====== Records ======

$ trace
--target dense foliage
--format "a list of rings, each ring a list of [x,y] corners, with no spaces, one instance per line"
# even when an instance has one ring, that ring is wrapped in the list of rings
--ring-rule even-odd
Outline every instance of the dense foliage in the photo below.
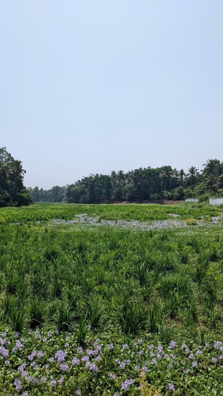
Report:
[[[169,213],[179,215],[180,219],[200,219],[203,216],[217,216],[222,206],[211,206],[206,202],[181,203],[180,205],[157,204],[108,204],[40,203],[28,208],[9,208],[0,209],[0,222],[24,223],[48,220],[51,219],[72,220],[77,215],[95,214],[100,220],[148,221],[169,219]]]
[[[36,186],[34,188],[28,187],[27,190],[35,202],[62,202],[65,201],[67,187],[54,186],[49,190],[44,190]]]
[[[209,160],[200,172],[194,166],[185,173],[171,166],[139,168],[126,173],[112,171],[110,175],[90,175],[73,184],[50,190],[29,188],[35,201],[98,203],[108,201],[181,200],[223,196],[223,162]]]
[[[33,199],[23,184],[25,172],[21,161],[15,160],[6,147],[0,148],[0,207],[33,203]]]
[[[1,394],[222,394],[222,217],[212,227],[210,216],[222,208],[198,206],[2,209]],[[148,220],[175,210],[204,226],[136,232],[46,221],[97,209]]]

======

▶ [Task instructions]: Format every line of the items above as a JSON list of strings, one string per line, skipping blank lines and omitting the picture lines.

▶ [Solution to this task]:
[
  "$ trace",
  "--target dense foliage",
  "--format \"a list of rings, each ring a list of [x,y] corners, with no spaces, one instance per line\"",
  "# even when an instance has one ring, that ring is wrapped in the list of rings",
  "--ring-rule even-odd",
  "Outline every instance of the dense foliage in the photo below.",
  "Report:",
  "[[[169,213],[179,215],[180,219],[200,219],[203,216],[217,216],[222,206],[211,206],[206,202],[181,203],[180,205],[157,204],[108,204],[40,203],[28,208],[9,208],[0,209],[0,222],[24,223],[48,220],[51,219],[72,220],[77,215],[95,214],[100,220],[148,221],[169,219]]]",
  "[[[36,186],[34,188],[28,187],[27,190],[35,202],[62,202],[65,201],[67,187],[54,186],[49,190],[44,190]]]",
  "[[[209,160],[200,172],[194,166],[185,173],[171,166],[139,168],[126,173],[112,171],[110,175],[90,175],[73,184],[50,190],[29,188],[35,201],[98,203],[108,201],[181,200],[223,196],[223,162]]]",
  "[[[33,199],[23,184],[25,172],[21,161],[15,160],[6,147],[0,148],[0,207],[33,203]]]",
  "[[[1,394],[222,394],[222,217],[212,227],[210,216],[222,208],[198,206],[2,209]],[[148,220],[175,210],[204,226],[136,232],[46,221],[97,209]]]"
]